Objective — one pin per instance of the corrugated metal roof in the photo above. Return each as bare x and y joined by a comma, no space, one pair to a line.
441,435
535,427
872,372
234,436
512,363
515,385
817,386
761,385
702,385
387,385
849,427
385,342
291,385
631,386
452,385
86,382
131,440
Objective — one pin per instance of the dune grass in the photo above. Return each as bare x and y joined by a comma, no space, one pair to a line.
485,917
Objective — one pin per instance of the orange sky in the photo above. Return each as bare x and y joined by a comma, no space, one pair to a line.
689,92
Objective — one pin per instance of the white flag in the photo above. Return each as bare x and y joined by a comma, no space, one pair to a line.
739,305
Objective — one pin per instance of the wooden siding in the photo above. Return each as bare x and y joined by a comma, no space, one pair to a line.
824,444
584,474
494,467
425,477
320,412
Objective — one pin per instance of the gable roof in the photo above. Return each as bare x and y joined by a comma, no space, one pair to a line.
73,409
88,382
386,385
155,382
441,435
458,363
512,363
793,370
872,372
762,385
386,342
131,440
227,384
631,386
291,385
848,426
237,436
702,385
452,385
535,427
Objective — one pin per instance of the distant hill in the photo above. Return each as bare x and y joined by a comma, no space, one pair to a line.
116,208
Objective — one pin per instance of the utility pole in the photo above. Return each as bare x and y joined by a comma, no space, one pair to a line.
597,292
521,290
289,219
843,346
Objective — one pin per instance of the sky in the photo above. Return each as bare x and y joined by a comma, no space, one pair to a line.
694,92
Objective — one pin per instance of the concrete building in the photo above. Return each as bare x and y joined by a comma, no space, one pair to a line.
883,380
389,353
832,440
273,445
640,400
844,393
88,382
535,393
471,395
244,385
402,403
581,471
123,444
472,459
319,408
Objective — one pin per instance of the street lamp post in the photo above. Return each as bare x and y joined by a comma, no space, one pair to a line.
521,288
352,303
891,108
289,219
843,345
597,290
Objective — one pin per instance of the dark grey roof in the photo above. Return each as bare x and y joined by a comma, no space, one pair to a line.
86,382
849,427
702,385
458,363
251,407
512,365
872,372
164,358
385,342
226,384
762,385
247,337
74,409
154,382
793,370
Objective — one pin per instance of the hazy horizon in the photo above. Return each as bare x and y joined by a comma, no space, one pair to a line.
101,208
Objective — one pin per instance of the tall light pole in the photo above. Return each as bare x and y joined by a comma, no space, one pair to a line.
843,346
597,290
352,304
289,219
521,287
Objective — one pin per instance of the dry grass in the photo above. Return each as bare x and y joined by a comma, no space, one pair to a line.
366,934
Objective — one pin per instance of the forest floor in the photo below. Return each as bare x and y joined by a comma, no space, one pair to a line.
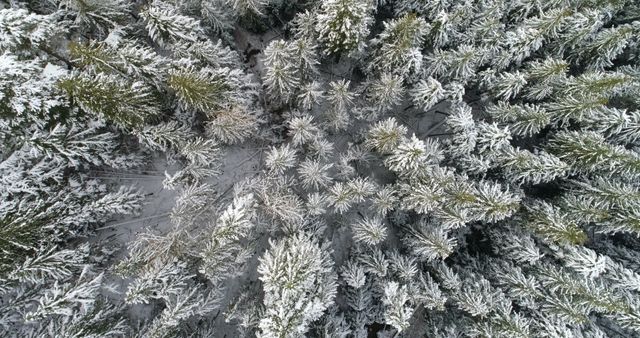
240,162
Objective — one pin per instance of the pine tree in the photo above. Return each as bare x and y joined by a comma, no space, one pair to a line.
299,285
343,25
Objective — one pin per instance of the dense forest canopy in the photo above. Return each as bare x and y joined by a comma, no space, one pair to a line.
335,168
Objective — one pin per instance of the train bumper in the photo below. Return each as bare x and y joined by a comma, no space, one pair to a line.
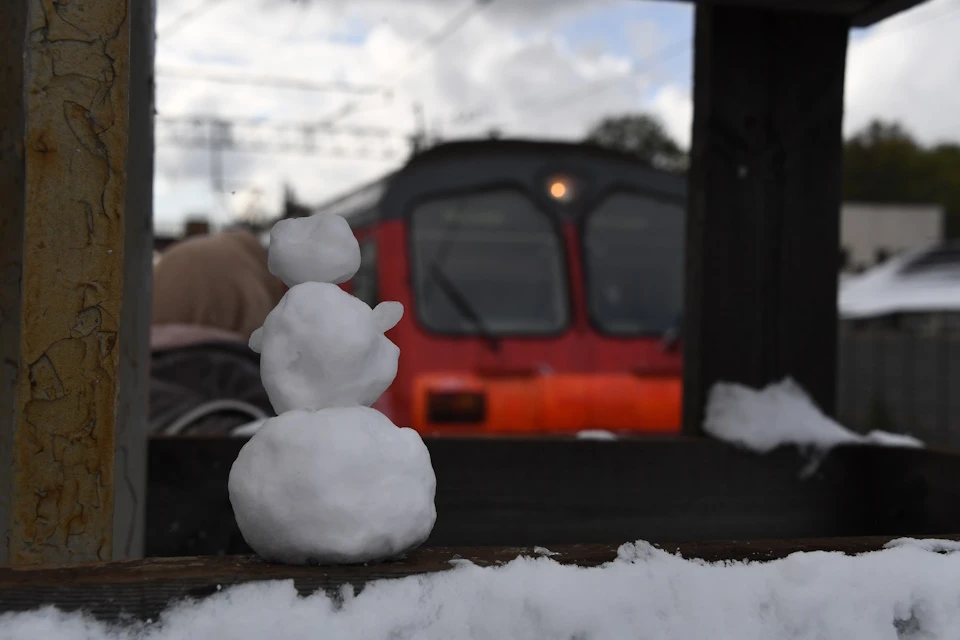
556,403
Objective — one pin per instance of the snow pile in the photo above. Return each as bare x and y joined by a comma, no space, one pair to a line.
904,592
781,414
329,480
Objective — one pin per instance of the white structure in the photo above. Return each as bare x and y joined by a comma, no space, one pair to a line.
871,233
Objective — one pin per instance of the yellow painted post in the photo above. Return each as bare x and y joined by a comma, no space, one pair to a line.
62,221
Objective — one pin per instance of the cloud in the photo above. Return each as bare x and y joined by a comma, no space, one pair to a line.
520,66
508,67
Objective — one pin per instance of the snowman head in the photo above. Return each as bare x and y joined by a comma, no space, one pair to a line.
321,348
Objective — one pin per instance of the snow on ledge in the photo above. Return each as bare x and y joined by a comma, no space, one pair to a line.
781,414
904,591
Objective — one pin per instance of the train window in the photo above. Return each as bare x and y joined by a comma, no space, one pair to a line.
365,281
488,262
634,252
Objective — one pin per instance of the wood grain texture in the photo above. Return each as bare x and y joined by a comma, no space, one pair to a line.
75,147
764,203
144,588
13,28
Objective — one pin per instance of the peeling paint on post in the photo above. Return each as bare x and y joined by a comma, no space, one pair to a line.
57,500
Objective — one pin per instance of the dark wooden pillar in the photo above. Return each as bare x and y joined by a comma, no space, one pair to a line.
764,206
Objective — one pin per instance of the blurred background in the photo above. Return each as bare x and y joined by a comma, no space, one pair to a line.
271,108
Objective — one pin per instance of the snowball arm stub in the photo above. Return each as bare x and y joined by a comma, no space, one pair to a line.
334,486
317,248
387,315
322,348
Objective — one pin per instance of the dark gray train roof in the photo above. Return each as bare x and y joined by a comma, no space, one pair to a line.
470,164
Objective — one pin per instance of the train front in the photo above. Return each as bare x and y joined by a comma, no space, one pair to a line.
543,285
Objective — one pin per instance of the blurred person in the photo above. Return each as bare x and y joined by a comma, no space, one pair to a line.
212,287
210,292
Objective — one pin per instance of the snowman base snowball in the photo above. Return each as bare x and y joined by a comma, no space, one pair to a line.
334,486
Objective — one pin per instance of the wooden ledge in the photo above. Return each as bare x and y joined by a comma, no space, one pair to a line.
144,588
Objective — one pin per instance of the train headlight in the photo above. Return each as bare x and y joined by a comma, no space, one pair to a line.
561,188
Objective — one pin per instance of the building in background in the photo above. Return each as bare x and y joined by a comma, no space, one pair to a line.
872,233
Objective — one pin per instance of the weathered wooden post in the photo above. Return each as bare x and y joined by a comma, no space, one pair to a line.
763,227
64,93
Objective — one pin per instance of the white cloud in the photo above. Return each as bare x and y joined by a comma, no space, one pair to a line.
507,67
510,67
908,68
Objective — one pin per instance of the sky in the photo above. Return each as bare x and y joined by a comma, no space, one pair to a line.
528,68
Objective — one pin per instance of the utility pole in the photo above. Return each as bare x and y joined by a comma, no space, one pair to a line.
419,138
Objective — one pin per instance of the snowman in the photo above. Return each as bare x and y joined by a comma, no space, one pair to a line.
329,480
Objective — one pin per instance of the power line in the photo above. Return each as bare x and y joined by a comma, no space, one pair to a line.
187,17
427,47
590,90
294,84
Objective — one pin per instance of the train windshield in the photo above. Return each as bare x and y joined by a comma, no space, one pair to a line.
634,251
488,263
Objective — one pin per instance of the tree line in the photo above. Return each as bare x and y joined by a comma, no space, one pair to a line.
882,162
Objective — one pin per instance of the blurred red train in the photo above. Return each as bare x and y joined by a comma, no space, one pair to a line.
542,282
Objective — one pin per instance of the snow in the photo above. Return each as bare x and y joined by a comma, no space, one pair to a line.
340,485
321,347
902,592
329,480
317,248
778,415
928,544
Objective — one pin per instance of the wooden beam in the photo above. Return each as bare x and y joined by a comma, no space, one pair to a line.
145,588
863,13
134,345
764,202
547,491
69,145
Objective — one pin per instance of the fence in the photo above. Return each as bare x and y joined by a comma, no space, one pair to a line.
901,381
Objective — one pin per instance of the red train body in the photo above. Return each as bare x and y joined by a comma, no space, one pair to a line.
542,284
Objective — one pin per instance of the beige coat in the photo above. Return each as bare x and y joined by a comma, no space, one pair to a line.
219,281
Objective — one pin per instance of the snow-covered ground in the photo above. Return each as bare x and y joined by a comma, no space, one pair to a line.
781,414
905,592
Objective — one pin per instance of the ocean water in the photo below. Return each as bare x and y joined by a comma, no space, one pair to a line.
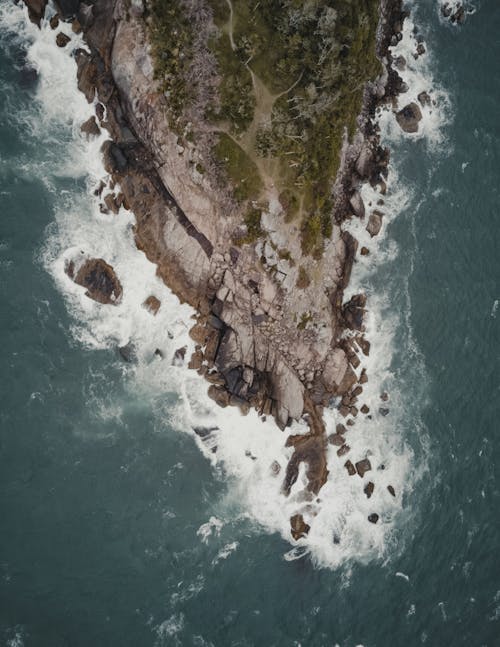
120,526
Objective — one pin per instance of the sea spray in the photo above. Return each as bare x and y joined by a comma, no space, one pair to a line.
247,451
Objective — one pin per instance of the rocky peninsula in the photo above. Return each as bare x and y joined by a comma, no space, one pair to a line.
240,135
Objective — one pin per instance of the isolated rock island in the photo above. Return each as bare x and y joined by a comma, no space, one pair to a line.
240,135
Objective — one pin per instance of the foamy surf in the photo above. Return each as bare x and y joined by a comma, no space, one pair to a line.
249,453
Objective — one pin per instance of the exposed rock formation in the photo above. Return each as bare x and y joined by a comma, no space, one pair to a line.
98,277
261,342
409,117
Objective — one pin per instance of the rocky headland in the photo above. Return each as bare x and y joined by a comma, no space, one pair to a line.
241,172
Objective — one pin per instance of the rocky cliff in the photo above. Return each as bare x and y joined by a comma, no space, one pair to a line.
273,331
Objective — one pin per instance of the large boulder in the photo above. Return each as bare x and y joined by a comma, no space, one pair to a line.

* [Set problem]:
Every line from the one containing "Objective — one pin per instance of the ocean" through the end of the listing is to be copied exactly; the pictures are not.

* [Result for this task]:
Objective — one pin per instance of the ocean water in the photo below. Return each as bare x and y joined by a comma, no space, one pair to a line.
120,526
Objective — one pin per instance of the sea spray in the photo above. Return each as bare x and y joined by a comma, no space, one pair to a line.
247,451
Objective — one pin per instance of the rocky peninsula in the photo above. Return each as bare x and y joined by a comma, no space, one pair to a line.
240,135
Objective — one pin per instance of the isolated rock island in the photo above. Return each as bare x and y joined by a comma, no space, one pair to a line.
240,135
Objective — one pin per instance of the foamy surf in the photo above. Return each as bare x and y joined by a comma, no space, one pair to a line.
249,453
Objective — one pin per instance of the exposed rock formation in the photo above. Return each as bare x and y joined by a comma, no space, one pair to a line.
98,277
261,342
409,117
Objective — one pin per instance of the rocky headland in the photo above. Return each as bare x and y joined by a comma, no space, one pair to a line.
241,172
Objective — one pin per instance of the rocky cliff in the photo above. Return each as bare x and y joined by a comma, no space, one pair to a line.
273,331
Objective — one pin per instance of the large boulder in the photo above. Return each as bare x and y joined by a comma, no space, one pair to a line.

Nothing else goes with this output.